▶ BRIEF
Give an exact copy of the lines of the records below, starting at the line containing "Task: annotate a point on every instance of the dirt" and running to the end.

Data records:

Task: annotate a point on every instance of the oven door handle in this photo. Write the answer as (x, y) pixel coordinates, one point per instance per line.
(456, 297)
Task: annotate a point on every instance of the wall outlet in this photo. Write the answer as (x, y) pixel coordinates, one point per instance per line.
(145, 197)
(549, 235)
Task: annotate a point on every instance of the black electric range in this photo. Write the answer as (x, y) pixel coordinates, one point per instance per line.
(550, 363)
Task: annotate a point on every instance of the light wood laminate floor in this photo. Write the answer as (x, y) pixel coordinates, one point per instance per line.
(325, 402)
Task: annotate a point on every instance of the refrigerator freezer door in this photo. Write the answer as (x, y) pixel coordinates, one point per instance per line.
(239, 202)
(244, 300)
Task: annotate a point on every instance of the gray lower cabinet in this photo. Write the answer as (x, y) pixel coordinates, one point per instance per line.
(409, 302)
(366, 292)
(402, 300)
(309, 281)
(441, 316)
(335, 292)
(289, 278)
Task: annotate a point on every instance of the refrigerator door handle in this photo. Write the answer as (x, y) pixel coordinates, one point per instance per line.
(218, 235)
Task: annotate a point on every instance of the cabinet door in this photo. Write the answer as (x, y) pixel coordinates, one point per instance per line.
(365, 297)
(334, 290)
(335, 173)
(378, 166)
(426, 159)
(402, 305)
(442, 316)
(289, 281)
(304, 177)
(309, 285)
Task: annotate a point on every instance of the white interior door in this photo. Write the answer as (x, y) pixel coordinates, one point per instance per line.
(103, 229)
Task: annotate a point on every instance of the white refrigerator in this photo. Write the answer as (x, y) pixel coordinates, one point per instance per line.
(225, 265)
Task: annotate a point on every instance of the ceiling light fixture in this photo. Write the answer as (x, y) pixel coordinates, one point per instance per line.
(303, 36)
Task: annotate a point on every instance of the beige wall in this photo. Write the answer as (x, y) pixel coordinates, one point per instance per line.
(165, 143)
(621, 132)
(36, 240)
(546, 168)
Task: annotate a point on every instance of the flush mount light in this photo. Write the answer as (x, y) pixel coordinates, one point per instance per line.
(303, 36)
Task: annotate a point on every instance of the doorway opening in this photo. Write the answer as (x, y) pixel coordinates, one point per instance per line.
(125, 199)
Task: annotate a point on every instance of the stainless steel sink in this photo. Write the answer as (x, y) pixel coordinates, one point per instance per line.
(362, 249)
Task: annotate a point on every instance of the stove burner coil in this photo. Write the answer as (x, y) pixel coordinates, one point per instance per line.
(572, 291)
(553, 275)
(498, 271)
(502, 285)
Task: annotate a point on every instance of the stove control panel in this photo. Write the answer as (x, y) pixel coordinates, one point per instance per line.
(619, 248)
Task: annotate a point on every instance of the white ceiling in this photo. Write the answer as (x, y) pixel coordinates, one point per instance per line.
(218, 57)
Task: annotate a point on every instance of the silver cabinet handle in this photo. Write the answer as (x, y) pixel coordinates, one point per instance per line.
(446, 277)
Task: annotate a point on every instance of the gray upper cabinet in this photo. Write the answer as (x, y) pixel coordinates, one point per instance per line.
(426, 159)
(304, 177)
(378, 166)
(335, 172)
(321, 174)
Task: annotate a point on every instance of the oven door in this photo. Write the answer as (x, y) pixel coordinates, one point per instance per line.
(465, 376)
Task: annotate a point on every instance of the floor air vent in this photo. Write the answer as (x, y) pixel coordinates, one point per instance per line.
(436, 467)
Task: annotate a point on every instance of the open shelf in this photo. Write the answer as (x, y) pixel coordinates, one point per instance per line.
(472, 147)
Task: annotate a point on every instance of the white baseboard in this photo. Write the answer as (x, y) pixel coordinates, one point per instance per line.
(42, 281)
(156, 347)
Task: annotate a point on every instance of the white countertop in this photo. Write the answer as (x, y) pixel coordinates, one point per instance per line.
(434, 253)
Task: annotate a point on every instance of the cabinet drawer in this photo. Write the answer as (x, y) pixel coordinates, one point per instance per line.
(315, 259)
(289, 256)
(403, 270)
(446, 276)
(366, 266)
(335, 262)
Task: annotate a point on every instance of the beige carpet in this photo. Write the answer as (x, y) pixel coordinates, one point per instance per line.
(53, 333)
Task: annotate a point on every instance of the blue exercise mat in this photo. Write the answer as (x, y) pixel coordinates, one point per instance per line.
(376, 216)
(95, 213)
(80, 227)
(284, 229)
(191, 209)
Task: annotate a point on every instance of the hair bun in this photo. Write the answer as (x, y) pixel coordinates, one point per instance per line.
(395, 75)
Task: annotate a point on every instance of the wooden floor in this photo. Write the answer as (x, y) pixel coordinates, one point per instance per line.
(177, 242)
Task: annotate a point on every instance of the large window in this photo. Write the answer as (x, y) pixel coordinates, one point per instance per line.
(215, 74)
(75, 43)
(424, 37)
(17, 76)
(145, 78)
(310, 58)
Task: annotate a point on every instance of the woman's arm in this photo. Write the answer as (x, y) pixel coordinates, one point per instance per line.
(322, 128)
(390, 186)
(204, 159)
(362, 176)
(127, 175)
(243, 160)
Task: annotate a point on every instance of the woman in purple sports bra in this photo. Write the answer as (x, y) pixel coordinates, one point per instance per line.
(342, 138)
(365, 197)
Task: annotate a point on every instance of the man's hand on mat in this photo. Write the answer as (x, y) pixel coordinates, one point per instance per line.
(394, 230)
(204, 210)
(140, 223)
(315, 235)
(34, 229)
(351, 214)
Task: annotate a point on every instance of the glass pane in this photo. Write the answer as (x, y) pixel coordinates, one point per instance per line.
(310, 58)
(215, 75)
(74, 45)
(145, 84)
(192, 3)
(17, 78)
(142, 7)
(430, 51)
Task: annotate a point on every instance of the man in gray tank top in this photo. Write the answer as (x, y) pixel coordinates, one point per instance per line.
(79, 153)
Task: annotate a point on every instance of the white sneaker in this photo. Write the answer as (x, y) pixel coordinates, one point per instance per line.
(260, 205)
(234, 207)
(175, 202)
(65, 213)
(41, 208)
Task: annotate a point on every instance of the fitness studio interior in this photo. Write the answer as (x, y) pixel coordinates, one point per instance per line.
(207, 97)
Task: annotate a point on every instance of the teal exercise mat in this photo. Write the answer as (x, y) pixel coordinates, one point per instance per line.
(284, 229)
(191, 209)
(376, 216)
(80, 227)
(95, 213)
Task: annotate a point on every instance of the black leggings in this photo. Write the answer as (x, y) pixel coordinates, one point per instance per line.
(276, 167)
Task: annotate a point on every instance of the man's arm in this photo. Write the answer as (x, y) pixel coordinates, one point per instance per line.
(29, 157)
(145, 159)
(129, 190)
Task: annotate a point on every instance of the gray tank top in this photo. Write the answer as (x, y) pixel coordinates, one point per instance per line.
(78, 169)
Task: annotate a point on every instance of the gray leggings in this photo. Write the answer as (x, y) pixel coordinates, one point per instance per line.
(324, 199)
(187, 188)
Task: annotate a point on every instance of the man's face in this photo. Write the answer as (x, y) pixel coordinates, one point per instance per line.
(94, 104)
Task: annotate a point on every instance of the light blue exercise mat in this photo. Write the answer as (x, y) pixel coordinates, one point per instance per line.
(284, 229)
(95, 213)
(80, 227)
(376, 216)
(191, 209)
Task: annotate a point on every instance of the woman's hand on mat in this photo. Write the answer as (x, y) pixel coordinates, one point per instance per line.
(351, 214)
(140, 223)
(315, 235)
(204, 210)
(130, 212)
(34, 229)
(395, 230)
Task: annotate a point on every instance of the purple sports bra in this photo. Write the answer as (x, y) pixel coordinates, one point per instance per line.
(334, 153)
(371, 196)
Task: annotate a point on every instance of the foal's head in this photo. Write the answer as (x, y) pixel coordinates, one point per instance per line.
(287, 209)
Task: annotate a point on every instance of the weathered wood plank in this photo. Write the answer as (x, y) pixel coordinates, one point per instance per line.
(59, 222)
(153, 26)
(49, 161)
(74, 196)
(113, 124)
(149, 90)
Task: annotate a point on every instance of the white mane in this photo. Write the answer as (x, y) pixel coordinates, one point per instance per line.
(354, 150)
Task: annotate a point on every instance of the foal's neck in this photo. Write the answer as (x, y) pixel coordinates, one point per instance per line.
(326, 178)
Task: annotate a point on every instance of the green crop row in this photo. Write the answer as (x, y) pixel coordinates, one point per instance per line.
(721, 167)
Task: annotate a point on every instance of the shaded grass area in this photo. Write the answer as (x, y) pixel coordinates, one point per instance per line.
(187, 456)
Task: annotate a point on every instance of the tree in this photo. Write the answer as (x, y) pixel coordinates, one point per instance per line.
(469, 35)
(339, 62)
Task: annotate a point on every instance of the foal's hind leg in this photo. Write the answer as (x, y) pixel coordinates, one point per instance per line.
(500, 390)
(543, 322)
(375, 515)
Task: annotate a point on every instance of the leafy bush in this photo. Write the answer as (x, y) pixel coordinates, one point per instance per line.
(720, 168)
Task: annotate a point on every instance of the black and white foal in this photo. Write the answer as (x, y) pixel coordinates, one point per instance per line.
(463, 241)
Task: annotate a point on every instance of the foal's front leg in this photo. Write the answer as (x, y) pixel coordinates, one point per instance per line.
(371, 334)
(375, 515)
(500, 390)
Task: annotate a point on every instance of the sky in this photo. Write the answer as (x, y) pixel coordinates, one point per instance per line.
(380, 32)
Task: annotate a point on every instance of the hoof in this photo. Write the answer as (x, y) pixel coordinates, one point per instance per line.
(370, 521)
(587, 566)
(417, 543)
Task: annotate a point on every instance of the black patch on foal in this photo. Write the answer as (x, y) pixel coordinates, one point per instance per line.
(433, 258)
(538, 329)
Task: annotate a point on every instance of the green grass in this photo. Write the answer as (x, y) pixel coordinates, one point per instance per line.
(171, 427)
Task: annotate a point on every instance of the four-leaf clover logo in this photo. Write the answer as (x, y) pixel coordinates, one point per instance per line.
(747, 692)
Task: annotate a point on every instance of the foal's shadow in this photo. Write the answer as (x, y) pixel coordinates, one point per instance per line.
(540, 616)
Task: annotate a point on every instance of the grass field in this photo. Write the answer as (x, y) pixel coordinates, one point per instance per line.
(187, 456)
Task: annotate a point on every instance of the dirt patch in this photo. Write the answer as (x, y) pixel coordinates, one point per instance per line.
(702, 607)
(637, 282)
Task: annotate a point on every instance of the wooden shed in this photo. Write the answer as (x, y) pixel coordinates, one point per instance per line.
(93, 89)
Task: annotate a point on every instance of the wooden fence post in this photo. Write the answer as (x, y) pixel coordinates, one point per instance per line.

▶ SOLUTION TO THIS TASK
Task: annotate a point on every instance of the dirt patch in this photo. Write the answer as (x, y) pixel coordinates, one point per instance per line.
(702, 607)
(637, 282)
Task: annotate a point on every instance of the wooden shed in this photo. Write the answer as (x, y) pixel coordinates, one point per instance per line.
(93, 89)
Task: annotate a point on every instance of the wooden fence post in this photo. Write the answer as (x, y) pixel coordinates, one point per instance per line.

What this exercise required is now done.